TESTO:

È sicuramente molto importante, ed è anzi – probabilmente – il punto di forza principale che ci ha permesso anche negli anni più difficili della crisi di settore di rimanere con successo sul mercato. Sul prodotto finito confezionato stiamo crescendo molto, e di recente abbiamo raddoppiato la nostra capacità produttiva in India, creando una nuova camiceria nel Nord-Est del Paese, un nuovo polo industriale che a regime ci consentirà di passare dai 4 milioni e mezzo attuali di camicie di produzione indiana a oltre 8 milioni. L’India per noi è un’area strategica sempre più importante, soprattutto per la produzione di prodotti finiti che si rivolgono a un target relativamente “popolare” e a chi lavora su fasce di prezzo medie, mentre per i clienti di altissima gamma lavoriamo e continueremo a lavorare dall’Italia.
Nel mondo della camiceria quali sono le nuove tendenze e i prodotti più richiesti oggi?
Il mercato oggi chiede sempre più spesso dei tessuti che possano offrire delle performance (stretch o tessuti ad alta traspirabilità, per esempio), ma soprattutto – e più in generale – quello che i brand della moda oggi vogliono è un pretesto per creare uno storytelling, termine che a me non piace ma di cui oggi parlano tutti nel mondo del marketing. Hanno successo dunque i tessuti biologici, c’è un’attenzione crescente per le camicie femminili, vengono richiesti filati particolari come il cupro o certe viscose, e si cerca nella materia prima stessa uno spunto per raccontare e celebrare al meglio il prodotto.
Noi da questo punto di vista abbiamo un grande vantaggio: il nostro centro di ricerca e sviluppo, che è e continuerà ad essere in Italia. Non siamo come le aziende cinesi che fanno solo il servizio e non sono mai propositive; noi siamo un’azienda italiana che pensa e crea dei prodotti e che dialoga per cercare la soluzione migliore con tutte le maggiori griffe dell’alta moda (Chanel, Vuitton, Hermès, Loro Piana, ecc.), clienti ai quali forniamo non solo il prodotto (tessuto o camicia) ma anche una forma importante di consulenza.
Due grandi tendenze tra le aziende del settore tessile sono oggi l’apertura di un canale e-commerce e la crescente attenzione ai temi dell’ecologia e della sostenibilità ambientale. Come vi muovete su questi fronti?
L’e-commerce c’è, ma parliamo al momento soltanto di un e-commerce di tessuti, e non di camicie. C’è comunque anche un canale B2C per la vendita dei tessuti: noi proponiamo il tessuto al pubblico e al tempo stesso consigliamo all’acquirente delle camicerie e degli artigiani della zona che potranno poi confezionargli il prodotto. È un servizio in più che offriamo.

I DATI:
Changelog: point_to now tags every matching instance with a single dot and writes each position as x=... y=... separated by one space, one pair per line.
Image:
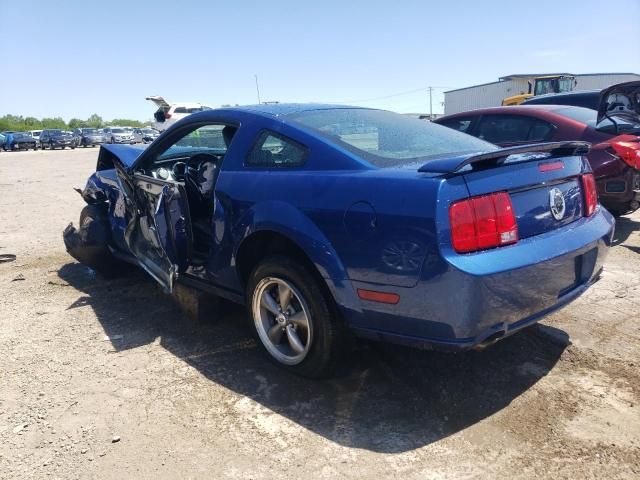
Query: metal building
x=492 y=94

I TUOI COMPITI:
1. Traduci in inglese questa frase del testo: “L’e-commerce c’è, ma parliamo al momento soltanto di un e-commerce di tessuti, e non di camicie.”
2. Trascrivi fedelmente il tratto del testo che va da “Noi da questo” fino a “importante di consulenza.”.
I dati costituiscono materiale a sé, distinto dal testo.

LE SOLUZIONI:
1. There is e-commerce, but at the moment we are talking only about e-commerce for fabrics, not for shirts.

2.
Noi da questo punto di vista abbiamo un grande vantaggio: il nostro centro di ricerca e sviluppo, che è e continuerà ad essere in Italia. Non siamo come le aziende cinesi che fanno solo il servizio e non sono mai propositive; noi siamo un’azienda italiana che pensa e crea dei prodotti e che dialoga per cercare la soluzione migliore con tutte le maggiori griffe dell’alta moda (Chanel, Vuitton, Hermès, Loro Piana, ecc.), clienti ai quali forniamo non solo il prodotto (tessuto o camicia) ma anche una forma importante di consulenza.